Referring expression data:
---*---

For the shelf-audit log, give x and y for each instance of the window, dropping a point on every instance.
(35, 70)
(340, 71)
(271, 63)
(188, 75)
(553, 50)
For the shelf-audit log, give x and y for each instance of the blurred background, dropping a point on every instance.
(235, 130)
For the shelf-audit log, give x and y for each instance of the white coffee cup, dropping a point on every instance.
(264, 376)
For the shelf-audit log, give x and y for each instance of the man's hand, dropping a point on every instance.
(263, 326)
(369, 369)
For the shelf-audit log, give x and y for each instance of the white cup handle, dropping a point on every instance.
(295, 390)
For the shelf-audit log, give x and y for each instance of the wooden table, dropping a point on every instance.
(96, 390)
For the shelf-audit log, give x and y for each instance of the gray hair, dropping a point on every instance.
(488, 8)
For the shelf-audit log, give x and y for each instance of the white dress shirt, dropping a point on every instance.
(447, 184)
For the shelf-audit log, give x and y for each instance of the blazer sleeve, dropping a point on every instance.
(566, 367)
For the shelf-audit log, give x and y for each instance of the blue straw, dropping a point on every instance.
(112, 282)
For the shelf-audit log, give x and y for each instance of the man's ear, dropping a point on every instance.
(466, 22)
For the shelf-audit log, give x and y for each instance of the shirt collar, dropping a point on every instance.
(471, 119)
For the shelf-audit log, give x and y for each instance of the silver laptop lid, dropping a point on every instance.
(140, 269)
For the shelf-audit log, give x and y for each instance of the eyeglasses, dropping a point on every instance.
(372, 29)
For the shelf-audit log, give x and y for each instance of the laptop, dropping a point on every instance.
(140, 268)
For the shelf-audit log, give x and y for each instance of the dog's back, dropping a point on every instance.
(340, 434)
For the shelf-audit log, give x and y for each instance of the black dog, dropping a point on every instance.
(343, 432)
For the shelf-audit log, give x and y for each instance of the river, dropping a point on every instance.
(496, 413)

---*---

**TASK TO COMPLETE:** Write all the entries out again exactly as they are.

**RESULT FOR THIS TASK:**
For the shelf-audit log, give x and y for each instance of the window, dropping a point on every instance.
(35, 70)
(340, 71)
(271, 63)
(188, 75)
(553, 50)
For the shelf-audit log, give x and y for each instance of the blurred background, dropping a point on every instance.
(235, 130)
For the shelf-audit log, give x and y for each instance of the white coffee cup, dropping a point on every instance.
(264, 376)
For the shelf-audit log, give x and y for each instance of the man's hand, dropping a point on every instance.
(263, 326)
(369, 369)
For the shelf-audit log, give x and y for each instance of the white cup handle, dropping a point on every instance.
(295, 390)
For the shelf-audit log, give x and y for each instance of the wooden table, dropping a point on every instance.
(96, 390)
For the shelf-audit log, give x and y for each instance of the gray hair, dropping a point on every instance.
(488, 8)
For the shelf-audit log, give x and y for each instance of the white dress shirt, dropping a point on every instance.
(447, 184)
For the shelf-audit log, give x and y for each instance of the blazer sleeve, dropping a point on every instance.
(566, 367)
For the shelf-audit log, give x and y for each instance of the blue straw, dropping a point on every instance.
(112, 282)
For the shelf-audit log, give x and y for each instance of the man's ear, dropping a point on every instance.
(466, 22)
For the shelf-audit log, give x and y for each instance of the shirt collar, dropping a point on every instance.
(471, 119)
For the shelf-audit log, give x and y for each instance of the silver laptop lid, dropping a point on every instance.
(140, 269)
For the shelf-audit log, give x and y for each instance of the eyeglasses, dropping a point on every instance.
(372, 29)
For the shelf-audit log, give x and y for each instance of the laptop, dropping a point on every instance.
(140, 268)
For the shelf-audit log, give x and y for each instance of the dog's back, dropping a point on every instance.
(340, 434)
For the shelf-audit log, give x and y for each instance of the black dog, dropping a point on every instance.
(343, 432)
For the shelf-audit log, give x and y for each instance of the river, dropping a point on every instance.
(496, 413)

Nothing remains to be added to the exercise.